● **Extract**:

━━━━━━━━━━━━━━━━━━━━

Day 11: Explore data with R’s base plotting system

SaiGayatri Vadali
5 min readFeb 18, 2018

--

This article is the eleventh one in the series “Getting started with data science in 30 days using R programming”. You can find all other articles here.

Why exploratory data analysis?

Exploring data is often incomplete even after performing cleaning, transforming and reducing it’s dimensions. It can be essential to find if the obtained data is useful to solve our use-case or even for designing a work flow to get more intimate with data. This particular step might begin right after cleaning and putting data into a tidy format or might occur after applying some transformations and dimensionality reduction techniques. In fact, the order and need of performing these tasks is also unaware to a data scientist unless he/she gets a deeper understanding of data. Hence the importance of Exploratory data analysis.

What is exploratory data analysis?

Exploratory data analysis involves not just graphs, plots and visualisations. No doubt that graphs provide an instant and clear information just at a glimpse. But before embarking onto plotting, there are certain things to be kept in mind in order to make this exploration of data, more simpler and organised.

━━━━━━━━━━━━━━━━━━━━

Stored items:
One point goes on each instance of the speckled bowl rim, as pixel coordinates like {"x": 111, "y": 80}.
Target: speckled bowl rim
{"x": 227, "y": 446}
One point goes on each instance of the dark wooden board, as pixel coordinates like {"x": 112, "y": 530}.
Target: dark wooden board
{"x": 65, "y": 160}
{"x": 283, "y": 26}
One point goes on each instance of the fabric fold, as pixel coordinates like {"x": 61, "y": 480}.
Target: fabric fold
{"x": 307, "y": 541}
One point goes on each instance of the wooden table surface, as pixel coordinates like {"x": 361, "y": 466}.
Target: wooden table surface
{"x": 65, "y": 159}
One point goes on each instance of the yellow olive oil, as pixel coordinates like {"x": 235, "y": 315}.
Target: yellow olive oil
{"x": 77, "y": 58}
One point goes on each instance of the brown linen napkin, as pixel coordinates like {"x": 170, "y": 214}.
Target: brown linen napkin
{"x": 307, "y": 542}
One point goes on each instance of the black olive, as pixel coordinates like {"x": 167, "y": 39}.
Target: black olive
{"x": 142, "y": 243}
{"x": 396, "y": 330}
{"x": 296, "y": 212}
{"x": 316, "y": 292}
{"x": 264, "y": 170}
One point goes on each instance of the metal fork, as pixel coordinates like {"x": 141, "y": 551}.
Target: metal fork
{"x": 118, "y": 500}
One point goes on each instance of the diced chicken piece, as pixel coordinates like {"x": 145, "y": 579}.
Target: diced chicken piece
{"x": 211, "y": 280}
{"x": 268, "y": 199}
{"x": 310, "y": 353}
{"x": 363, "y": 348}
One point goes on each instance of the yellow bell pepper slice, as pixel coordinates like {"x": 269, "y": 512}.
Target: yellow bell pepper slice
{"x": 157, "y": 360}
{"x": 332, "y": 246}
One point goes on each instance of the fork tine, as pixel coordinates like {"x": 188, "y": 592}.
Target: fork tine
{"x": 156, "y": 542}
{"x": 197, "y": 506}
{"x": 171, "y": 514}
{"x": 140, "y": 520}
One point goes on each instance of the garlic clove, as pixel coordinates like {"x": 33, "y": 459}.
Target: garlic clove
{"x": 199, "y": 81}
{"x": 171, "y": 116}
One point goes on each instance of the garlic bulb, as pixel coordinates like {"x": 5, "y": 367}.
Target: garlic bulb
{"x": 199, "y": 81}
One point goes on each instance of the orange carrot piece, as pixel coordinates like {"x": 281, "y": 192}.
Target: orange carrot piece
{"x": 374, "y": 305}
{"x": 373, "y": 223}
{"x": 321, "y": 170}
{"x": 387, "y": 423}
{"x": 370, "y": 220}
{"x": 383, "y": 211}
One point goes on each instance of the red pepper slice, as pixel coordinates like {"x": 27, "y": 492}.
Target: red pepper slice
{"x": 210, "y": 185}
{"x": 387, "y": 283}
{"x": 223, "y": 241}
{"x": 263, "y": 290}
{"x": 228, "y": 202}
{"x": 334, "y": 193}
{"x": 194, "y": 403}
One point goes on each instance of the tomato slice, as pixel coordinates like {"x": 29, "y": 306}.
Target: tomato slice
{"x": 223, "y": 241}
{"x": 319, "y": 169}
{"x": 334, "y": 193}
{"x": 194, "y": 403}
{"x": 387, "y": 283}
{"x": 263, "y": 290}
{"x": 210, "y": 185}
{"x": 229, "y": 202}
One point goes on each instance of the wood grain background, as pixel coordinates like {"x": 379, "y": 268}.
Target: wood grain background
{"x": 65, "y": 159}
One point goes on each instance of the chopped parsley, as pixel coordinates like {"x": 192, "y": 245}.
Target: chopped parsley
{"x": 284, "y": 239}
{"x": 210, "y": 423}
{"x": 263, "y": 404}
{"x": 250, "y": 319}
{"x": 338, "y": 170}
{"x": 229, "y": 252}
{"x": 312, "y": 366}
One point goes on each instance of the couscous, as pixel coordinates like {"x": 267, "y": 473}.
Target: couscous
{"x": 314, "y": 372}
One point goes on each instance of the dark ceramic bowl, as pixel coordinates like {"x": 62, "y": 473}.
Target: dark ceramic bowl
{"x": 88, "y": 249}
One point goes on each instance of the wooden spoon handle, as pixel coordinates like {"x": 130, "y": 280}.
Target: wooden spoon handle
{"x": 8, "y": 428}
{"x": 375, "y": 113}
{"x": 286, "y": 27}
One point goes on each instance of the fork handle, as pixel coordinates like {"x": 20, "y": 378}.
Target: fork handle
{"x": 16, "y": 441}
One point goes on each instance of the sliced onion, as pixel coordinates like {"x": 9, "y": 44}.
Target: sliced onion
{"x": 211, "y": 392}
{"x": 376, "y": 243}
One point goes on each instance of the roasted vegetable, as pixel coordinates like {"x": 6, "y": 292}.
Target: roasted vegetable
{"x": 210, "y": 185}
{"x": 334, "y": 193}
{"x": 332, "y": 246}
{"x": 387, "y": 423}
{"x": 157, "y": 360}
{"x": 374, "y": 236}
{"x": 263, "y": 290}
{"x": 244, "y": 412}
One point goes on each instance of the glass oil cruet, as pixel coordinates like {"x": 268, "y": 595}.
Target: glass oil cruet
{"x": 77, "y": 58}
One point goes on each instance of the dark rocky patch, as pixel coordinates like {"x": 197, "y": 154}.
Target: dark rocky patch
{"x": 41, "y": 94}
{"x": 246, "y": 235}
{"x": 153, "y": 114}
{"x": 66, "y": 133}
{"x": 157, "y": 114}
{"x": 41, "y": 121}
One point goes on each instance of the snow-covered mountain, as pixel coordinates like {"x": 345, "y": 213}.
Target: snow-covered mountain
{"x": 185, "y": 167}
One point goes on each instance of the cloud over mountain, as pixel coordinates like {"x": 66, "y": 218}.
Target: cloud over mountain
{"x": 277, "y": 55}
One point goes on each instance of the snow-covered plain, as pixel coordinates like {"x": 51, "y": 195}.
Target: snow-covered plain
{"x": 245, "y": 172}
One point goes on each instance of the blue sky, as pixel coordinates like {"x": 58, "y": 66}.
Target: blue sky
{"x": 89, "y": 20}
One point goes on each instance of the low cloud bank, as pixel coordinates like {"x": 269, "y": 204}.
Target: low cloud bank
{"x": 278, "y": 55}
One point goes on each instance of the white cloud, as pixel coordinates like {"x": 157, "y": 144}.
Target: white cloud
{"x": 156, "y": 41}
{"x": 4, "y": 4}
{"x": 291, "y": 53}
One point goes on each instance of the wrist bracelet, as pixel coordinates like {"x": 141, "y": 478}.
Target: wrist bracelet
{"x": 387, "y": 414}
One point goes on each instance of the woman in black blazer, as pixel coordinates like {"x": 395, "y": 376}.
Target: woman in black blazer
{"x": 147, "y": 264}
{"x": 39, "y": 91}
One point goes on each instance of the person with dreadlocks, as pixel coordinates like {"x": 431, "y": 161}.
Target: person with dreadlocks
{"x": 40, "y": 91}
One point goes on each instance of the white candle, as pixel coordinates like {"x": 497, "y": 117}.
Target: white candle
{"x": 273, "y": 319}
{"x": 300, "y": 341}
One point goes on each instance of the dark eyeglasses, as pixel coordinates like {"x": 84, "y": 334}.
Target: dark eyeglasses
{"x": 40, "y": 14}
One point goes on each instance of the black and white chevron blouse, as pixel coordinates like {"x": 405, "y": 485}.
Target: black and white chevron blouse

━━━━━━━━━━━━━━━━━━━━

● **Parts of the exercise**:
#1 Answer these questions about the R plotting article:
(a) Which article in its series is this one?
(b) What is the title of the series?
(c) What two points does the article give for when this exploration step might begin?
#2 In the sentence of the R plotting article that begins "Exploring data is often incomplete", list every process performed on the data.
#3 Reproduce the R plotting article from "This article is" up to and including "Why exploratory data analysis?".

● **Results by task**:
#1
(a) The eleventh.
(b) "Getting started with data science in 30 days using R programming".
(c) Right after cleaning and putting data into a tidy format, or after applying some transformations and dimensionality reduction techniques.

#2
- Cleaning
- Transforming
- Reducing its dimensions

#3
This article is the eleventh one in the series “Getting started with data science in 30 days using R programming”. You can find all other articles here.

Why exploratory data analysis?